* begin Excerpted text *

Referring now to the accompanying drawings, a detailed description will be given of embodiments according to the present disclosure.

First, an imaging system 10 according to this embodiment will be described with reference to FIG. 1. FIG. 1 is a schematic diagram of the imaging system 10. The imaging system 10 is a so-called mirrorless digital camera, and includes a camera body (image pickup apparatus) 10a and a lens apparatus 10b attachable to and detachable from the camera body 10a. This embodiment is not limited to this example, and can also be applied to an image pickup apparatus in which the camera body and the lens apparatus are integrated.

The camera body 10a includes an image sensor 11 having an imaging surface 11a, a base member (fixed member) 13c, a camera mount member 13a, and a camera control unit 14. The camera body 10a further includes an image stabilizing control unit (first image stabilizing control unit) 15a, a shake detector (first shake detector) 16a, an image processing unit 17, and an image stabilizing unit (first image stabilizing unit) 40. The lens apparatus 10b includes an imaging optical system 12 including an image stabilizing lens 12b, a lens mount member 13b, an image stabilizing control unit (second image stabilizing control unit) 15b, a shake detector (second shake detector) 16b, and an image stabilizing unit (second image stabilizing unit) 60.

* end Excerpted text *

(Objectives):
• 1. In the imaging system text, turn the paragraph beginning "The camera body 10a includes" into a shorter list that keeps its main parts.
• 2. Quote the imaging system text from "The camera body 10a includes" to "stabilizing unit) 60.", word for word.
You won't need the items that come after this text.

* begin Dataset excerpts *

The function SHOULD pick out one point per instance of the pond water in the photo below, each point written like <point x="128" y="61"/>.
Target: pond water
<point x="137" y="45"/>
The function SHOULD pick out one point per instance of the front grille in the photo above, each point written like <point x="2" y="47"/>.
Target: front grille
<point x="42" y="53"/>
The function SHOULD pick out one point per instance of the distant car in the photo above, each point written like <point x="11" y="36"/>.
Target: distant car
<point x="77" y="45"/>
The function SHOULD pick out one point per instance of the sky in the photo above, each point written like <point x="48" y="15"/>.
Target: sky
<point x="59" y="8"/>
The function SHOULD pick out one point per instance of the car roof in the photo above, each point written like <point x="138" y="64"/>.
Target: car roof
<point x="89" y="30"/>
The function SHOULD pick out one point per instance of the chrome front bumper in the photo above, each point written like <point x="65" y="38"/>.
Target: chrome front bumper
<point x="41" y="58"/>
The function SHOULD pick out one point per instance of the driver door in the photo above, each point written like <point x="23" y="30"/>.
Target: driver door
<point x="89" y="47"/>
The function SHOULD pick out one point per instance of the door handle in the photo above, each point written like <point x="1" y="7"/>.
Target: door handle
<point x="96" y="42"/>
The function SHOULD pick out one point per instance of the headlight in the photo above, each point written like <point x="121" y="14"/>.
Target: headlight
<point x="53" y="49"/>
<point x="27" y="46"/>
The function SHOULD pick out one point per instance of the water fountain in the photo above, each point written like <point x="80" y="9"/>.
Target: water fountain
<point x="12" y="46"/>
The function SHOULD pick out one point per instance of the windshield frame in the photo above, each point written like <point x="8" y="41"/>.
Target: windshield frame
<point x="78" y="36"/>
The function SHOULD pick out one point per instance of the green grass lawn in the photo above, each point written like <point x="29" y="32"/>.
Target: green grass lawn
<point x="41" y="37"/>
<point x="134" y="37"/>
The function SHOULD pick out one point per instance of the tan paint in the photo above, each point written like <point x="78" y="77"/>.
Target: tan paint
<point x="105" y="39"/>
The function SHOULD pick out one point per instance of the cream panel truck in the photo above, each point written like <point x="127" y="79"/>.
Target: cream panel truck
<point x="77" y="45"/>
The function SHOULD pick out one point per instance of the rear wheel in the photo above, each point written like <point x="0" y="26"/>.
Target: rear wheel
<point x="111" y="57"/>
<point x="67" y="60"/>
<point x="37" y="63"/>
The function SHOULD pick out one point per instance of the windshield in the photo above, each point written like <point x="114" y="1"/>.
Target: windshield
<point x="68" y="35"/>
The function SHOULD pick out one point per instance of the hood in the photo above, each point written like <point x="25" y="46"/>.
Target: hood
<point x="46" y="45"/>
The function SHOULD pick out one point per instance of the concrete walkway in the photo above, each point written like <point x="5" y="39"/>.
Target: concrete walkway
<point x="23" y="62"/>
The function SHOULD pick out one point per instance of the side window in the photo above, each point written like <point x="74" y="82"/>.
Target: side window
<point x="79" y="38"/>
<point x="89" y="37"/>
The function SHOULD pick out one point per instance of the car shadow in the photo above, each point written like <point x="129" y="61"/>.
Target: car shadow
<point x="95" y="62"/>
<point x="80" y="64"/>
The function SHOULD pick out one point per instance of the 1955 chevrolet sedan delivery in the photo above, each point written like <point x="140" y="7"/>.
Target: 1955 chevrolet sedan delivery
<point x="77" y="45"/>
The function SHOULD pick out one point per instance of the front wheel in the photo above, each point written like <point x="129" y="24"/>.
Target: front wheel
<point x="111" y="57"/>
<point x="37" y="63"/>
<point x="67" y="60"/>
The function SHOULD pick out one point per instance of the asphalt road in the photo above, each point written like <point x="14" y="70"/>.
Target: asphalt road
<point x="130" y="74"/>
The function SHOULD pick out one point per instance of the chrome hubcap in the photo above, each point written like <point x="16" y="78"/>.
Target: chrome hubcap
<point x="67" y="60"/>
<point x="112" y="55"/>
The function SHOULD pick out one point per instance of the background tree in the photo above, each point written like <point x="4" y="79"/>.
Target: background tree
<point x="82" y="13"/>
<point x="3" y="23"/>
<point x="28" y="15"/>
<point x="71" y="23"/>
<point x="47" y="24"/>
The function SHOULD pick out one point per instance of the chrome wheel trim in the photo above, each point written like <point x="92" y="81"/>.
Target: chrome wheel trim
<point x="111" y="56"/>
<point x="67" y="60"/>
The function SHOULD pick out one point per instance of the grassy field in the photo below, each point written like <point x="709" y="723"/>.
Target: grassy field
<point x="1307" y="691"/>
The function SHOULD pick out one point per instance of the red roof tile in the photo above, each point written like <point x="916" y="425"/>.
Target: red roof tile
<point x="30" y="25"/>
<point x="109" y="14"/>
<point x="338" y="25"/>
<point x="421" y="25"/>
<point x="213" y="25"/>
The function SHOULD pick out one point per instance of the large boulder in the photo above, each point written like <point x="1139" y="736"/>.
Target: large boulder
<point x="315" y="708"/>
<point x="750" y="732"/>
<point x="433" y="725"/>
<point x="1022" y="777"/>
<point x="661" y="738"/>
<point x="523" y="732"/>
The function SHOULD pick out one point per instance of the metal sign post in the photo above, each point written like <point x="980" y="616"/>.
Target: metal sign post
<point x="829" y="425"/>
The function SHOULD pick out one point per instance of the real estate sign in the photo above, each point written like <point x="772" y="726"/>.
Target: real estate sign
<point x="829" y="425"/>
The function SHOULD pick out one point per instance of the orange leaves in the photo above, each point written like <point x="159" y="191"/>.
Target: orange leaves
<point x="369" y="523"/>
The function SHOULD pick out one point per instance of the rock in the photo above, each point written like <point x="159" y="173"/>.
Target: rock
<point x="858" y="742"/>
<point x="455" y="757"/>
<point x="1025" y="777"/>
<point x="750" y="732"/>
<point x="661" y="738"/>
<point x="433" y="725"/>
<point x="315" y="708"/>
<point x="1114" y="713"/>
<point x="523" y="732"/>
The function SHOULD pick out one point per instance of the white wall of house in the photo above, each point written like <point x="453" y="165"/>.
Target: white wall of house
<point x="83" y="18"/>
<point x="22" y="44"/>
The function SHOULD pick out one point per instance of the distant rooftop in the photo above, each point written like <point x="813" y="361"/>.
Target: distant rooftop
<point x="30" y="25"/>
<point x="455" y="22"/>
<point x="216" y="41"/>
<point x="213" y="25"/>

* end Dataset excerpts *

(Answers in order):
• 1.
Camera body 10a:
- Image sensor 11 with imaging surface 11a
- Base member (fixed member) 13c
- Camera mount member 13a
- Camera control unit 14
- First image stabilizing control unit 15a
- First shake detector 16a
- Image processing unit 17
- First image stabilizing unit 40

Lens apparatus 10b:
- Imaging optical system 12, including image stabilizing lens 12b
- Lens mount member 13b
- Second image stabilizing control unit 15b
- Second shake detector 16b
- Second image stabilizing unit 60

• 2.
The camera body 10a includes an image sensor 11 having an imaging surface 11a, a base member (fixed member) 13c, a camera mount member 13a, and a camera control unit 14. The camera body 10a further includes an image stabilizing control unit (first image stabilizing control unit) 15a, a shake detector (first shake detector) 16a, an image processing unit 17, and an image stabilizing unit (first image stabilizing unit) 40. The lens apparatus 10b includes an imaging optical system 12 including an image stabilizing lens 12b, a lens mount member 13b, an image stabilizing control unit (second image stabilizing control unit) 15b, a shake detector (second shake detector) 16b, and an image stabilizing unit (second image stabilizing unit) 60.